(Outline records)
-.-.-
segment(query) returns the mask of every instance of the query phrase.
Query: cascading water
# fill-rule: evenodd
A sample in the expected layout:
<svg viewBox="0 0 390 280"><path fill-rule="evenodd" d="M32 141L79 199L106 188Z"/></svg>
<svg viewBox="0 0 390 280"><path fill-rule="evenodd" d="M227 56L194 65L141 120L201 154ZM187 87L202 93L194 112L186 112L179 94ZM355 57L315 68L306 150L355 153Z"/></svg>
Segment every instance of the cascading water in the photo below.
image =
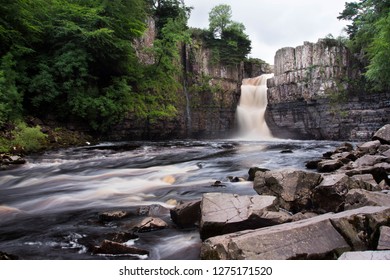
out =
<svg viewBox="0 0 390 280"><path fill-rule="evenodd" d="M240 138L249 140L272 138L264 115L267 108L267 80L273 75L263 74L242 81L241 98L237 107Z"/></svg>

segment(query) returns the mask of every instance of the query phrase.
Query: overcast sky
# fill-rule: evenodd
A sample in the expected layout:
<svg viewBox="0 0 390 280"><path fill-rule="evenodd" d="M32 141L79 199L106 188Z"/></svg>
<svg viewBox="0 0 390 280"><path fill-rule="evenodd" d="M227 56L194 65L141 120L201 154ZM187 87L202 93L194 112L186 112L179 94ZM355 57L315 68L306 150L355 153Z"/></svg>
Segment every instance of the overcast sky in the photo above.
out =
<svg viewBox="0 0 390 280"><path fill-rule="evenodd" d="M338 37L346 21L337 19L348 0L184 0L193 7L190 27L208 28L211 9L219 4L232 8L232 19L246 27L252 41L250 57L273 64L276 51L317 42L328 34ZM349 1L351 2L351 1ZM345 34L344 34L345 35Z"/></svg>

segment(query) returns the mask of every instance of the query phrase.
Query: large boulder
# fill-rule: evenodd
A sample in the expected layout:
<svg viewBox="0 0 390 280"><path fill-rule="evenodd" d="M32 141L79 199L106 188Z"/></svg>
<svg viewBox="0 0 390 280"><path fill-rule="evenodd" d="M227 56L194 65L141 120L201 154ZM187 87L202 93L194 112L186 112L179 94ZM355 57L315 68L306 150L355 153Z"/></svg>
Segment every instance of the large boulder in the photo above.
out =
<svg viewBox="0 0 390 280"><path fill-rule="evenodd" d="M329 174L323 178L312 192L313 208L318 212L343 211L349 190L372 188L371 184L343 173Z"/></svg>
<svg viewBox="0 0 390 280"><path fill-rule="evenodd" d="M93 248L93 253L104 255L149 255L149 251L147 250L110 240L104 240L100 246Z"/></svg>
<svg viewBox="0 0 390 280"><path fill-rule="evenodd" d="M379 140L382 144L390 144L390 124L381 127L373 136L374 140Z"/></svg>
<svg viewBox="0 0 390 280"><path fill-rule="evenodd" d="M351 260L390 260L390 251L357 251L345 252L339 258L343 261Z"/></svg>
<svg viewBox="0 0 390 280"><path fill-rule="evenodd" d="M335 258L350 250L327 218L318 216L264 229L237 232L206 240L202 259Z"/></svg>
<svg viewBox="0 0 390 280"><path fill-rule="evenodd" d="M382 226L378 240L378 250L390 250L390 227Z"/></svg>
<svg viewBox="0 0 390 280"><path fill-rule="evenodd" d="M345 209L356 209L363 206L389 206L390 195L366 190L351 190L345 198Z"/></svg>
<svg viewBox="0 0 390 280"><path fill-rule="evenodd" d="M379 228L389 223L389 215L390 208L371 206L215 236L203 242L201 258L337 258L351 249L370 248Z"/></svg>
<svg viewBox="0 0 390 280"><path fill-rule="evenodd" d="M201 200L180 202L171 209L172 221L181 228L194 227L200 222Z"/></svg>
<svg viewBox="0 0 390 280"><path fill-rule="evenodd" d="M200 236L207 239L239 230L274 225L278 223L278 219L268 212L275 212L275 202L274 196L206 193L201 203Z"/></svg>
<svg viewBox="0 0 390 280"><path fill-rule="evenodd" d="M321 180L321 174L295 169L257 172L253 188L276 196L280 207L297 213L311 208L311 191Z"/></svg>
-.-.-
Locate every line in the entries above that contains the word "large" and copy each of those lines in full.

Query: large boulder
Segment every instance of the large boulder in the photo above.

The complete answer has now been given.